== REQUIRED TASK ==
Everything from the line that contains "Indicate the white" through the last line of the listing must be copied exactly, with both of those lines included and no others.

═══

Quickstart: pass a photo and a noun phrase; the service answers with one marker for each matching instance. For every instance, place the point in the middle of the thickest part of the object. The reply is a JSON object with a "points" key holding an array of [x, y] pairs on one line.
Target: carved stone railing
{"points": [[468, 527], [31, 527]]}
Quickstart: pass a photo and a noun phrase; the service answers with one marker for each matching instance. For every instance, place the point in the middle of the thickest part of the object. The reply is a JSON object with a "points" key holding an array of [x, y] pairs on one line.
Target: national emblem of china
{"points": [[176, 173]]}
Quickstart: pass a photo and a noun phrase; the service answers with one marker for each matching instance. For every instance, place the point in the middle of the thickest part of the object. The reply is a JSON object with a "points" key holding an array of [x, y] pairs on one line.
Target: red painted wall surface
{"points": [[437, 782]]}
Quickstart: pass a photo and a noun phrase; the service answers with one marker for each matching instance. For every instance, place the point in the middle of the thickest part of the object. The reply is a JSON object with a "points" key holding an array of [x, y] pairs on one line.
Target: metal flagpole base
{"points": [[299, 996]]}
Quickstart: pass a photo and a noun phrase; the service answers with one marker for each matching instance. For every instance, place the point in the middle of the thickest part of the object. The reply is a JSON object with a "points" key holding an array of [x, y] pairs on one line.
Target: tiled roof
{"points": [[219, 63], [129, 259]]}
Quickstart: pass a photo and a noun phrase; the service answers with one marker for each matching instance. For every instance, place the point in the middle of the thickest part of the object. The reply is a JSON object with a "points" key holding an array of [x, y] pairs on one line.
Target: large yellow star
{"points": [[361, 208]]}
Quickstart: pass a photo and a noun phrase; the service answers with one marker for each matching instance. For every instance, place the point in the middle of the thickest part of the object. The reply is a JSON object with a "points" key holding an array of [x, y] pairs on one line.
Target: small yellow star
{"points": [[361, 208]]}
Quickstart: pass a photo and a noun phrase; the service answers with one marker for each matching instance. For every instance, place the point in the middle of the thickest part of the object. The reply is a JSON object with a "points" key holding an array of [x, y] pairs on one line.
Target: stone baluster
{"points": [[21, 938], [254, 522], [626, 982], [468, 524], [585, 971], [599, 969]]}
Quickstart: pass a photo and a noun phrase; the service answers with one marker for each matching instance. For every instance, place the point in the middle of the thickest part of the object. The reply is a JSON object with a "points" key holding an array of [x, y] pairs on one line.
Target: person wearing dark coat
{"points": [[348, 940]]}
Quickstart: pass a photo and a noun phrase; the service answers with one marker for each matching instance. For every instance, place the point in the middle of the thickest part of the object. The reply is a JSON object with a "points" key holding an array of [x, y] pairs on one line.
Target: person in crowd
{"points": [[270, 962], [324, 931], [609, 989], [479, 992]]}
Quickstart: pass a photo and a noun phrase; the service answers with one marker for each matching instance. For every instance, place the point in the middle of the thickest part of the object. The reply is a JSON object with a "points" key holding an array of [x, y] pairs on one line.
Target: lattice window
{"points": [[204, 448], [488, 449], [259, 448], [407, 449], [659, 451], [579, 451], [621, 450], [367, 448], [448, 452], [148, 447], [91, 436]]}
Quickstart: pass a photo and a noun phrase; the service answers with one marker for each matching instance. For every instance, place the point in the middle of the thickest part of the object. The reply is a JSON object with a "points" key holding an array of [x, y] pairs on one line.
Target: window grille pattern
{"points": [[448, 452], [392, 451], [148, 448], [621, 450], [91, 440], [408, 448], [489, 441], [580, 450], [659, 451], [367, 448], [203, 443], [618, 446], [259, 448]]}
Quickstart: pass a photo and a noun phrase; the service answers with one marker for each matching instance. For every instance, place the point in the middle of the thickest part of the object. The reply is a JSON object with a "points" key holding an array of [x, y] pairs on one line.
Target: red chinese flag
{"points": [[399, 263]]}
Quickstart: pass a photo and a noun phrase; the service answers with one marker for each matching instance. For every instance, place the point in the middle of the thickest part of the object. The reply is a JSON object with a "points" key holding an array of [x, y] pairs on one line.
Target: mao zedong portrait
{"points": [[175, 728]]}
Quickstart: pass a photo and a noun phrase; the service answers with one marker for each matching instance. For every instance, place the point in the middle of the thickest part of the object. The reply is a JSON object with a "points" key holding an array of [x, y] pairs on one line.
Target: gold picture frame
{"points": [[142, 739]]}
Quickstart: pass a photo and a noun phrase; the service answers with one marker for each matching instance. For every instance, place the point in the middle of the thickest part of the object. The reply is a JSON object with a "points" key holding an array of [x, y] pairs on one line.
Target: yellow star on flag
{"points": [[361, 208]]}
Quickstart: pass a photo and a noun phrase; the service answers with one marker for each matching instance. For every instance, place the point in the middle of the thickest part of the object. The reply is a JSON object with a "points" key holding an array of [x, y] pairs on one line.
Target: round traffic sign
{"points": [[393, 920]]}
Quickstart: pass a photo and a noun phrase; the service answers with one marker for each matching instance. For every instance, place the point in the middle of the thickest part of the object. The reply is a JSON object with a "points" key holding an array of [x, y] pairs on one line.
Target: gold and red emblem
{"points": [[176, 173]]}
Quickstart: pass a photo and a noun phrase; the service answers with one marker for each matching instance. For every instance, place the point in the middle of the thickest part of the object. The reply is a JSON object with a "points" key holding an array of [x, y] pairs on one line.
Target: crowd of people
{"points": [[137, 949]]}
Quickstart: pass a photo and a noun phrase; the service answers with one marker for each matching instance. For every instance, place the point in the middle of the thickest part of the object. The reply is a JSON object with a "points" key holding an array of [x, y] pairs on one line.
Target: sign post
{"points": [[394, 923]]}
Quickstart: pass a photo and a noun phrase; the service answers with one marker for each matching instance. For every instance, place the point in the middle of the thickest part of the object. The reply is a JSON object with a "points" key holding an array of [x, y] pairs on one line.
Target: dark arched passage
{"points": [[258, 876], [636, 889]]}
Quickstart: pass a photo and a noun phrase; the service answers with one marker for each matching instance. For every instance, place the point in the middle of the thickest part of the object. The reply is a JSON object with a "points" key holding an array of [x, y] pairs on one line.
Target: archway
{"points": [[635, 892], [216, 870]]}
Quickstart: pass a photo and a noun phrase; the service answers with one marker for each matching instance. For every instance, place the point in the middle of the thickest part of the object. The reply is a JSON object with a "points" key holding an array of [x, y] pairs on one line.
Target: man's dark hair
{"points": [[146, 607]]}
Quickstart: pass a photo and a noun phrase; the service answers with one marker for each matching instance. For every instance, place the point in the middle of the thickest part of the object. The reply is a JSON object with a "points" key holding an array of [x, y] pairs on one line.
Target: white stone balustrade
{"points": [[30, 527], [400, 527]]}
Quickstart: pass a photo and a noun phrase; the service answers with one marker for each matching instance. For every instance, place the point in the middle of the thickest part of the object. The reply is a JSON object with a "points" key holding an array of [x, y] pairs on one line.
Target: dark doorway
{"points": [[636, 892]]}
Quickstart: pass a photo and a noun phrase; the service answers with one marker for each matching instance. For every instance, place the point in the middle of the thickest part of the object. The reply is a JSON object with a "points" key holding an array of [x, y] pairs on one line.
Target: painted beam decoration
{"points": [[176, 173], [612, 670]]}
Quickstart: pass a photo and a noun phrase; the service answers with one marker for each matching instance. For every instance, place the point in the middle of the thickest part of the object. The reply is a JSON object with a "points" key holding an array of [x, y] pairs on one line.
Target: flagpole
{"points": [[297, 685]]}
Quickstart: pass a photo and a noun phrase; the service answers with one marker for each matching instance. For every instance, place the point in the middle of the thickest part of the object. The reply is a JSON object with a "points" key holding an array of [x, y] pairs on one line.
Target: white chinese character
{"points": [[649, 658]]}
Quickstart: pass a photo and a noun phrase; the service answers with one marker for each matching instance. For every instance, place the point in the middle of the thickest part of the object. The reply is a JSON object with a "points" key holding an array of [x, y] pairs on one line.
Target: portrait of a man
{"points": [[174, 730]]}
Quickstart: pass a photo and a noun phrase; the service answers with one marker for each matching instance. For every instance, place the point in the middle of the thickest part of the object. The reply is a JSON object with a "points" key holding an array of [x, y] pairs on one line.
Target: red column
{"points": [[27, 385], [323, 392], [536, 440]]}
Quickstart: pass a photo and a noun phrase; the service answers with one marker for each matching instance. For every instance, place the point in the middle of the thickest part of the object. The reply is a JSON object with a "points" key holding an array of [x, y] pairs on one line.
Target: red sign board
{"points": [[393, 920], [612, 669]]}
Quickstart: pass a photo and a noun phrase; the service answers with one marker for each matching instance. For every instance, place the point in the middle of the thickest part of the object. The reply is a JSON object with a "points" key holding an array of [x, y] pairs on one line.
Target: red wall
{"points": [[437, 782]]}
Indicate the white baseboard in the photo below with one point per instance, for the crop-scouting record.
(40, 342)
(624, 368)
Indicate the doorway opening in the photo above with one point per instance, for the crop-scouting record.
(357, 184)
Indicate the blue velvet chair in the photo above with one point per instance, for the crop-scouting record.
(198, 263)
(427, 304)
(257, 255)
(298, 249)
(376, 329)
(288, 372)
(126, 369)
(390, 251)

═══

== EXERCISE ANSWER ==
Indicate the white baseboard in the photo below with one point per instance, for the crop-scouting record.
(40, 342)
(624, 368)
Indicate the doorway opening in the photo above with one point per instance, for the crop-scouting record.
(357, 184)
Indicate the blue velvet chair in the photo above with one point per instance, for the crop-scouting record.
(198, 263)
(427, 304)
(257, 255)
(298, 249)
(376, 329)
(288, 372)
(126, 369)
(390, 251)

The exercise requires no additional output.